Section 01: Python basics

Notes by William Mallard [9/8/2017]



# Anything to the right of a hash symbol (#) is a comment.
# Use comments to document what blocks of code are doing.
# When you revisit the code you wrote last month, you'll
# be glad you left yourself some clues!

x = 1  # you can also comment lines of code like this ...

# ... but generally it's more helpful to write high-level
# descriptions of blocks of code, rather than commenting
# each line individually.


Variables are containers for data. A variable name can be any combination of letters, numbers, and underscores.

You assign values to variables with an equal sign.

My_1st_Variable = 3

You can overwrite the value stored in a variable the same way.

x = 3
x = 4


A function takes some input, and generates an output. You must first “define” your function – ie, describe exactly what your function does. Once you’ve defined a function, you can “call” it. Functions can take as many or as few “arguments” as you want, and they can “return” a value when they are done.

# Define a function "add_one"
# that takes one argument,
# increments it by 1,
# and returns the result.
def add_one(x):
    return x + 1

# Call add_one with an argument of 4,
# assign the result to the variable y,
# and then print the value of y.
y = add_one(4)

# Call add_one with an argument of 4,
# assign the result to the variable y,
# overwriting the old value stored there,
# and then print the value of y.
y = add_one(0)

# Call add_one with an argument of 4,
# and then directly print the result,
# without first storing the value in y.

Data types

Computing is all about representation and manipulation of data. As far as your laptop’s processor is concerned, the world is 1s and 0s, and it spends its existence happily flipping bits and shuffling them around. Fortunately for us humans, programming languages provide friendlier ways of representing data.

There are three main types of data that we will work with: numbers, text, and booleans.


Python’s handling of numbers is fairly intuitive way. It supports standard arithmetic operations, follows the usual precedence rules, and supports parentheses.

Operator Operation
+ add
- subtract
* multiply
\ divide
% modulus
** exponentiate

When there are two operations in a row from the same precedence class, they are evaluated left to right. You can override this with parentheses.
━━━━━━━━━━
■ Challenge 1 ■
In the Python basics notes, set down the part that opens with the words containing "y = add_one(0)" and closes with "and supports parentheses.".
■ Challenge 2 ■
According to the Python basics notes, what symbol marks the start of a comment?
■ Challenge 3 ■
Name every arithmetic operation listed in the operator table of the Python basics notes.
The lines that follow the notes play no part in what you need to do here.
━━━━━━━━━━
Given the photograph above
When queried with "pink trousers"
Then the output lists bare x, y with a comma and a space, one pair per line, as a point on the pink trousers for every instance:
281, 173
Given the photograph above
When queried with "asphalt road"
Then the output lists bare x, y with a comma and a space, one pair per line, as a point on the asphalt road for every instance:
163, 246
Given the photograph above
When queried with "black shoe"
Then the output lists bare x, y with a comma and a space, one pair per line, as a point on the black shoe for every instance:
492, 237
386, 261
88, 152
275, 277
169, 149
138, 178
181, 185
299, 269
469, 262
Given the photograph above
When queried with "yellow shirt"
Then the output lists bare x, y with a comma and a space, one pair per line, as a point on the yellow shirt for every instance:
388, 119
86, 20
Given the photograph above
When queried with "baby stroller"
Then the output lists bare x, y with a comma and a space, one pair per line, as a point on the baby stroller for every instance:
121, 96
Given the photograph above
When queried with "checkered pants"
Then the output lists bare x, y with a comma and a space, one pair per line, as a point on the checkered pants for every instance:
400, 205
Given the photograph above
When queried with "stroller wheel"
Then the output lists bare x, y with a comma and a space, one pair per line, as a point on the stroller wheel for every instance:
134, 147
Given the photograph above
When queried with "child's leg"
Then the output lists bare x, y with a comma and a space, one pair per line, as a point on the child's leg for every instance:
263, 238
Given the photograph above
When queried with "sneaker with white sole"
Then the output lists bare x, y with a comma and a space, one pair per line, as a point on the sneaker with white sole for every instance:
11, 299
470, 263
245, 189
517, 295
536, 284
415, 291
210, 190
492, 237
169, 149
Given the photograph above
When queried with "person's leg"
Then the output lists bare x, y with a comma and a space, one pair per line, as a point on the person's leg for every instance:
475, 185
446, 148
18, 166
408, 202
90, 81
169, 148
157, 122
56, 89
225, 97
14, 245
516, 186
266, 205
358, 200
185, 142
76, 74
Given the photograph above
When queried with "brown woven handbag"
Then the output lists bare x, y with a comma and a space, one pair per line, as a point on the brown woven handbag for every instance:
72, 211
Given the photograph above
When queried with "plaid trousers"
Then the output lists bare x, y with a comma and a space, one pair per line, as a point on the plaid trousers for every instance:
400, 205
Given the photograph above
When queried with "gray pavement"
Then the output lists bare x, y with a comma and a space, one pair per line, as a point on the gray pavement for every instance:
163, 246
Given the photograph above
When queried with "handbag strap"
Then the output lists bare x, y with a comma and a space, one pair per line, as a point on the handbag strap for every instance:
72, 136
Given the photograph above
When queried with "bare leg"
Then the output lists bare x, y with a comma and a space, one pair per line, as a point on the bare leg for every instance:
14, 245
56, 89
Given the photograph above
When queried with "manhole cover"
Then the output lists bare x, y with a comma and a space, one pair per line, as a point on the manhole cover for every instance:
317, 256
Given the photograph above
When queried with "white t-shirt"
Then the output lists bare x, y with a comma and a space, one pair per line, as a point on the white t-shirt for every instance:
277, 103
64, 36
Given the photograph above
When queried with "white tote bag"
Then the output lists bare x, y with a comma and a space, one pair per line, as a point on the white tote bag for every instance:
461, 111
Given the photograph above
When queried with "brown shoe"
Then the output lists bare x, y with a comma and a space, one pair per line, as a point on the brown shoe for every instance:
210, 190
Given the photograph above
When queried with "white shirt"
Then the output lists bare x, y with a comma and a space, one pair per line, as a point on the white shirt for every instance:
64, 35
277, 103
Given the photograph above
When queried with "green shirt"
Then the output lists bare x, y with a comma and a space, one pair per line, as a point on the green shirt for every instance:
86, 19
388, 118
━━━━━━━━━━
■ Full solution 1 ■
y = add_one(0)

# Call add_one with an argument of 4,
# and then directly print the result,
# without first storing the value in y.

Data types

Computing is all about representation and manipulation of data. As far as your laptop’s processor is concerned, the world is 1s and 0s, and it spends its existence happily flipping bits and shuffling them around. Fortunately for us humans, programming languages provide friendlier ways of representing data.

There are three main types of data that we will work with: numbers, text, and booleans.


Python’s handling of numbers is fairly intuitive way. It supports standard arithmetic operations, follows the usual precedence rules, and supports parentheses.

■ Full solution 2 ■
A hash symbol (#).

■ Full solution 3 ■
Add, subtract, multiply, divide, modulus, exponentiate